> Reading passage:
━━━━━━━━━━
The production cost of a transport unit (e.g., a car) essentially includes the added value of the vehicle construction industry (with its characteristic energy intensity) plus the cost of direct energy and raw materials, which have different energy intensities because they have been produced by different economic sectors. García-Olivares et al. [21] assumed that the energy intensity of producing one transport unit corresponded to its final product in the transport equipment sector, because it is there where the main part of the added value is generated. However, this simplification may underestimate the embodied energy because transport equipment manufacturing accounts for only 12% of the average energy intensity of the industrial sector [23]. For instance, Volkswagen [24] made a detailed LCA analysis, which was in accordance with ISO 14040/44 standards, for the Golf 1.6 TDI BMT vehicle, and concluded that the vehicle’s construction involved an embodied energy of 66 GJ. Given that its price was approximately 27,450 USD, its embodied energy is 2.4 × 106 J/USD. This figure matches the energy intensity of the German industry, which is the country where the vehicle and its components were produced.
━━━━━━━━━━
> Record list:
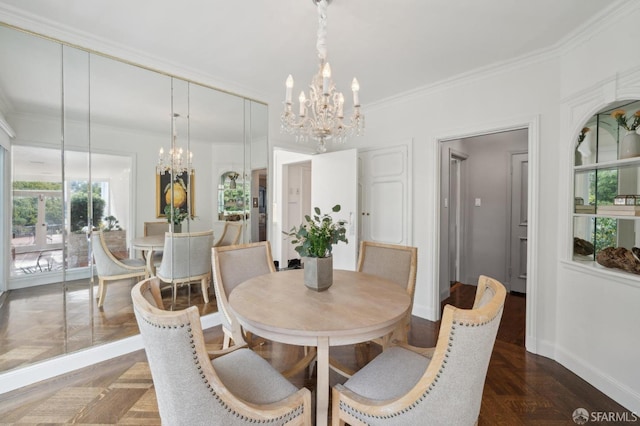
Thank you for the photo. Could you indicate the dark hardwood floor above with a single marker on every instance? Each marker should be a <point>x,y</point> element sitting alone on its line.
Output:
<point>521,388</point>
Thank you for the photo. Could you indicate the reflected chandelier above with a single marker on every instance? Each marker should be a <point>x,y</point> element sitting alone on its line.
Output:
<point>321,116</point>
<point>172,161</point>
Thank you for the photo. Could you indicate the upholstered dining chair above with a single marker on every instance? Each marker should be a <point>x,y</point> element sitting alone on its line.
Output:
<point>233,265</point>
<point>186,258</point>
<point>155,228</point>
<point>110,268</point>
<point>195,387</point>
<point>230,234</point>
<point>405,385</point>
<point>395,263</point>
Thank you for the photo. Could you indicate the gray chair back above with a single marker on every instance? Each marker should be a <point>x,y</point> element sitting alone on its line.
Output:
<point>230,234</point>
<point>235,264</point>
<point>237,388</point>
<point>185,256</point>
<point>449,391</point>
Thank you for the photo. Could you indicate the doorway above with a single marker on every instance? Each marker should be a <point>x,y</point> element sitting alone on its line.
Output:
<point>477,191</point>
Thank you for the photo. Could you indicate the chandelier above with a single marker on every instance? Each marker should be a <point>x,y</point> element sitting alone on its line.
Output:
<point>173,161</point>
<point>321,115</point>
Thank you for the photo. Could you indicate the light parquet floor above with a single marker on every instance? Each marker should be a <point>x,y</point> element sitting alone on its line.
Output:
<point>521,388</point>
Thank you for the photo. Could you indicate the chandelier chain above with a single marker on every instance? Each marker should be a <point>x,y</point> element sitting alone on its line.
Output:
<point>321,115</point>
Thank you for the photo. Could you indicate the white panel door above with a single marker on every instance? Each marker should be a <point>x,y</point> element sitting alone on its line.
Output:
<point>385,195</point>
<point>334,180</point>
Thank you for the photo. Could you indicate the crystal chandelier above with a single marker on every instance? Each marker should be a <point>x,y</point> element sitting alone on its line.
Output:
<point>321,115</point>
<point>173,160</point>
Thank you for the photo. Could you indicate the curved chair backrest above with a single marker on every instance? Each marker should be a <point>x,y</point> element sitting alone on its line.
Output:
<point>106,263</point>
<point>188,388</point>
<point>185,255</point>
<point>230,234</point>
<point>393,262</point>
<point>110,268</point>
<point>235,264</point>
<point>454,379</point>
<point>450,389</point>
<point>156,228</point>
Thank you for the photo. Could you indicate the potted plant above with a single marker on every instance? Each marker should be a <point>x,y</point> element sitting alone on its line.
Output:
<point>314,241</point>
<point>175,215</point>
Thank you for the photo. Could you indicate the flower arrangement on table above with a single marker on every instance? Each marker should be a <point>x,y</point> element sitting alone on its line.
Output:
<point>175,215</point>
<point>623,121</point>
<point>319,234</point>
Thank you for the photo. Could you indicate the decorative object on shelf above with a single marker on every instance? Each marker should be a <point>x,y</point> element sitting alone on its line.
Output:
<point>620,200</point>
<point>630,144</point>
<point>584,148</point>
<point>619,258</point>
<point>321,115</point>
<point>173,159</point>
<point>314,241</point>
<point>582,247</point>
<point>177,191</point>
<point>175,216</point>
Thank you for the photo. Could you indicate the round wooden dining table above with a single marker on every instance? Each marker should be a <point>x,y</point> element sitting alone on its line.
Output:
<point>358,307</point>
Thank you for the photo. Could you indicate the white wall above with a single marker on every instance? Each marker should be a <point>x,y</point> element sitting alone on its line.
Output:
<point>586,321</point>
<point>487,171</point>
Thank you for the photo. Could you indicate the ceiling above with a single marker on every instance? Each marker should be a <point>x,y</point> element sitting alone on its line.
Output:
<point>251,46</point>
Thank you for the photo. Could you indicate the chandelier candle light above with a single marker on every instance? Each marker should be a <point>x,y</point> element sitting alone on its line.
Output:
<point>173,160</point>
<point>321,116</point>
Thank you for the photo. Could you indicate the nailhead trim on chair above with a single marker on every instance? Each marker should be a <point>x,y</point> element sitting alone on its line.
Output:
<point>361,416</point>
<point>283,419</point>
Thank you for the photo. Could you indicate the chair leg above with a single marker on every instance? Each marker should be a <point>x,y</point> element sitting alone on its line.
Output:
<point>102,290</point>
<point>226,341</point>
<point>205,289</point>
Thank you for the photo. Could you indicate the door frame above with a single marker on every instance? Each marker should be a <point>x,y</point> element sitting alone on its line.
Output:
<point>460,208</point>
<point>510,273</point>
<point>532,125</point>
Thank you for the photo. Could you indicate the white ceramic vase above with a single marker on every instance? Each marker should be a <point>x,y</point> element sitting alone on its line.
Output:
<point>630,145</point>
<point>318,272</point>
━━━━━━━━━━
> The tasks:
A. In the passage on the energy cost of producing vehicles, how much embodied energy did Volkswagen's analysis find for building the Golf 1.6 TDI BMT?
B. Carry on the passage about the embodied energy of vehicle production from the point where it ends.

> Exercise results:
A. 66 GJ

B.
Lewis [25] compared two different LCAs of the Airbus A-320, A-330 and A-380 aircraft and observed that the estimated CO2 impact and embodied energy of their construction vary by one order of magnitude depending on the chosen approach (process-based LCA or input-output LCA). His conclusion was that the upper bound estimation was more reasonable: 2.1 × 107 kg CO2 eq (and 2.7 × 1014 J), 5.1 × 107 kg oil eq (and about 6.4 × 1014 J), 8.3 × 107 kg of CO2 eq (and 10.3 × 1014 J), respectively. Given that the prices of those three aircraft in 2017 were 99, 233.8 and 436.9 million USD, respectively [26], their embodied energy per USD is estimated at 2.7 × 106, 2.8 × 106 and 2.4 × 106 J/USD. This corresponds, respectively, to 113%, 115% and 99% of the mean energy intensity of the industry of the countries where Airbus manufactures its aircraft.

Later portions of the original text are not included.